• [TASK TO CARRY OUT]:
Set down every entry word for word. Omit the pictures.

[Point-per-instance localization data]
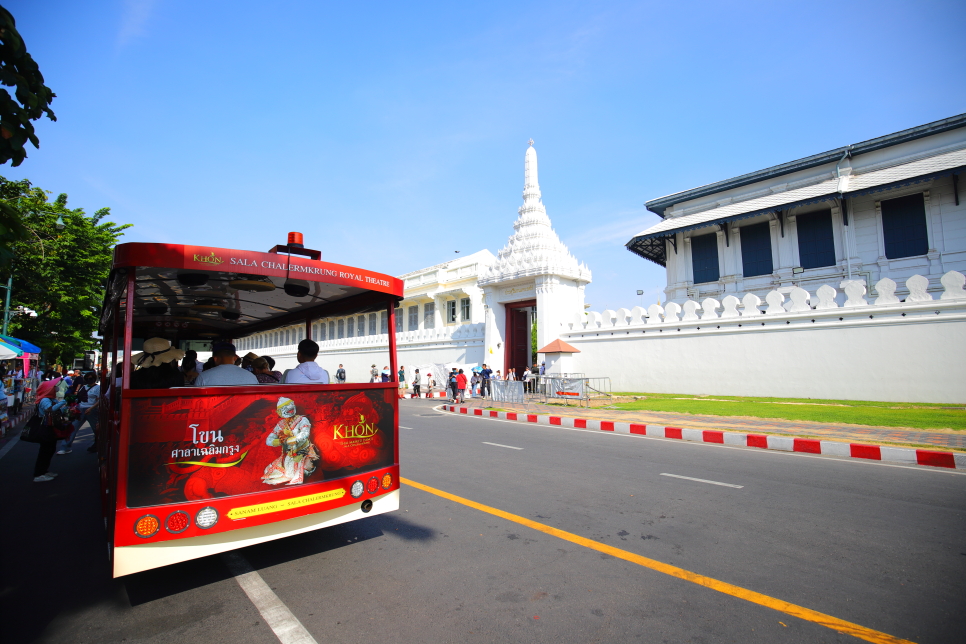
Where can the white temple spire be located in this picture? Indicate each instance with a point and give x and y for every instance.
(534, 248)
(531, 184)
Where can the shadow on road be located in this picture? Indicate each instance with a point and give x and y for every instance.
(55, 576)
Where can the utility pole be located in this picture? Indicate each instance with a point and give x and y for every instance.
(6, 305)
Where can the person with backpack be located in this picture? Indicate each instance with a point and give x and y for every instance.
(461, 386)
(47, 404)
(76, 397)
(486, 374)
(451, 384)
(475, 381)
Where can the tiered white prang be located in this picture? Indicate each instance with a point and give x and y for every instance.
(534, 248)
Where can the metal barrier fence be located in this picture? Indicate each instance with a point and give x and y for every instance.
(555, 388)
(568, 387)
(507, 391)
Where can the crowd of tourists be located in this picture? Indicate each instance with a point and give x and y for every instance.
(478, 383)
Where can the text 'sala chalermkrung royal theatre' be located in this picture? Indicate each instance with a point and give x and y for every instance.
(838, 275)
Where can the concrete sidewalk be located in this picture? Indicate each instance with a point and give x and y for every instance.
(825, 431)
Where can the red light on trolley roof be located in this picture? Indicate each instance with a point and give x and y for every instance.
(373, 485)
(147, 526)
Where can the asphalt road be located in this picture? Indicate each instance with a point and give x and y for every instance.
(876, 545)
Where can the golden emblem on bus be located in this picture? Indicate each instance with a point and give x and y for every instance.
(209, 259)
(362, 429)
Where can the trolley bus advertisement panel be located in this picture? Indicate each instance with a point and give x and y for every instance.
(208, 447)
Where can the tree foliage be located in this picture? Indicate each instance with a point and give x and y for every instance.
(60, 274)
(33, 98)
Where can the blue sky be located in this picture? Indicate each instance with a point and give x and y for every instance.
(393, 134)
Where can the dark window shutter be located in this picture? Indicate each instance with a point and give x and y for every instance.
(816, 244)
(756, 250)
(704, 258)
(904, 226)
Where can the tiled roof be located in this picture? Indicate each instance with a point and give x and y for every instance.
(852, 185)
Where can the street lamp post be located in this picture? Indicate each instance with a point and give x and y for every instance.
(6, 304)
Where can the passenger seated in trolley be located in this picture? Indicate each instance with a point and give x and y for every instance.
(308, 372)
(225, 372)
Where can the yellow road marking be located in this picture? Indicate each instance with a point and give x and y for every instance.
(794, 610)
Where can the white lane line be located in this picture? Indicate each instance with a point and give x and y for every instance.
(286, 626)
(678, 476)
(498, 445)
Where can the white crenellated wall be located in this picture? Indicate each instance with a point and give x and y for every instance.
(826, 344)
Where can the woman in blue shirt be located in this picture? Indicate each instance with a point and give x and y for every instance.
(47, 404)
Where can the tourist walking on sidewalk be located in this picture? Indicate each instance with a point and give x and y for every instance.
(453, 385)
(475, 381)
(47, 404)
(461, 386)
(485, 374)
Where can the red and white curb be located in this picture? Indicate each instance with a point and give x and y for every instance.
(901, 455)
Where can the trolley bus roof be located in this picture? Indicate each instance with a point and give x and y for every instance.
(202, 291)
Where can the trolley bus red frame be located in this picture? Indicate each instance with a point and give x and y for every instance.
(161, 486)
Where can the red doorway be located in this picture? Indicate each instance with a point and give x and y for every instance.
(517, 354)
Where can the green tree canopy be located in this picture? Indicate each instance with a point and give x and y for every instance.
(33, 98)
(59, 273)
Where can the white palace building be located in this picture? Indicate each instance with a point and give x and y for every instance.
(836, 276)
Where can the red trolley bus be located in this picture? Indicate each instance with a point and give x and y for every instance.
(192, 471)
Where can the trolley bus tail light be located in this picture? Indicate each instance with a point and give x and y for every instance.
(206, 517)
(147, 526)
(177, 522)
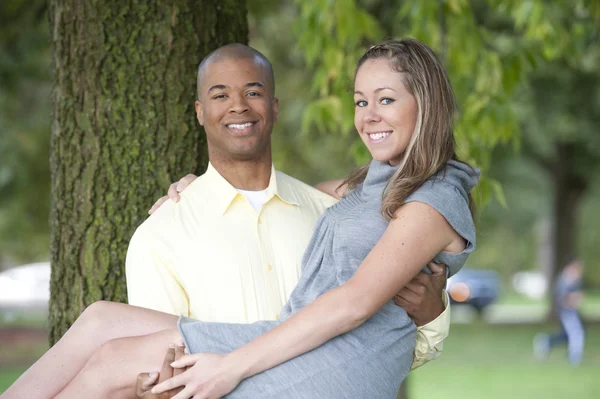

• [WRITTEN REPLY]:
Where can the white temple spire be located in this picture? Indicate each instance with a point and give x and y for every instance.
(534, 248)
(531, 184)
Where can the shadow on road be located in this picture? Indicate each instance with a point and give x and y for every instance.
(55, 576)
Where can the utility pole be located in this picture? Indicate each instance with a point and give x and y for every instance.
(6, 305)
Where can the person with backpack be located in this picture? Indicate each instance with a point and give x and y for every instance.
(461, 386)
(47, 404)
(76, 397)
(486, 374)
(451, 384)
(475, 381)
Where can the tiered white prang be located in this picture? Indicate each instance with a point and give x and y for every instance.
(534, 248)
Where can the metal barrier fence be located in this picture? Indicate each instance with a point and give x and y for every instance.
(555, 388)
(568, 387)
(507, 391)
Where can the crowd of tourists be located in this picture? Indicate each instance with a point and give x and y for every instance.
(478, 383)
Where can the text 'sala chalermkrung royal theatre' be located in this picture? Indicate each instance with a point and give x and y for every instance.
(838, 275)
Where can the concrete sidewalk be located in this picture? Indicate each instance with a point and give x and y for every instance.
(825, 431)
Where can the red light on trolley roof be located in this picture? Indicate each instance with a point and give x and y for every instance.
(373, 485)
(147, 526)
Where can the asphalt road be located in this picture? Indicate each instance with a point and give x and y for every instance.
(876, 545)
Where can the golden emblem on bus be located in this picture? Indicate each instance with a point and give x and y for every instance.
(209, 259)
(362, 429)
Where can the trolley bus advertisement panel be located in this picture? Indicate each instance with a point and give x and y for every instance.
(208, 447)
Where can the tree foliage be located in this picture? Indicate each instance with a point and give x and y for every instance.
(60, 274)
(33, 98)
Where can the blue sky be located in this picture? Indicate each instance with a point and give x and y for every instance.
(393, 134)
Where can the dark window shutter be located in this picture? Indicate each instance with a point and give x and y for every instance.
(816, 244)
(756, 250)
(704, 258)
(904, 226)
Where can the tiled roof be located in this picture? Indicate each instance with a point and give x and y for every instance.
(852, 185)
Where can the street lamp post be located in this picture? Indicate each instance with a point and give x and y for every instance.
(6, 304)
Where can the passenger seated in trolley be located in this picture? Indicate each instance with a point and give x and y for every instance.
(308, 372)
(225, 372)
Where can the yellow road marking be located in this picture? Indicate each instance with a point and give x and y for every instance.
(794, 610)
Where can the white lane line be located in this picture? Indicate each instance with a point and give x and y for every instance.
(286, 626)
(678, 476)
(498, 445)
Where can the white crenellated wall be located in this picture? Indicate each instance with a point and give x and y for every instance.
(826, 344)
Where can the woman in blue shirt be located in this picture? Indicate each instance with a point and give x and y for every instance.
(47, 404)
Where can the tourist walking on sidewalk be located in this picture? Indicate each instance with a point and give x and y for every instance.
(453, 385)
(475, 381)
(47, 404)
(461, 386)
(485, 374)
Where can the red and white curb be located in this picture? Indicate each instance with a point and give x and y for every instance.
(901, 455)
Where can the trolley bus roof be located in this picture? Indicate each instance with a point and give x and y for every instance.
(202, 291)
Where can the trolley bus red frame be located in this picture? Indicate each instance with a point and give x and y for every instance.
(161, 486)
Where can the red doorway be located in this picture? Indicate each instance with a point and give x and y for every instance.
(517, 354)
Where can the green tree canopy be located in this picture? Indicate each instance with a point and give x and y for every instance.
(33, 98)
(59, 273)
Where can the white palace building be located in this picture? Indicate each instance with a point and give x and y for every instance.
(836, 276)
Where can the red trolley bus be located in this picture? Indicate each instance with a point and give x and y for every instance.
(192, 471)
Where can the trolley bus tail light be located in this picture? Indicate each instance with a point and give x and y for every instance.
(206, 517)
(147, 526)
(177, 522)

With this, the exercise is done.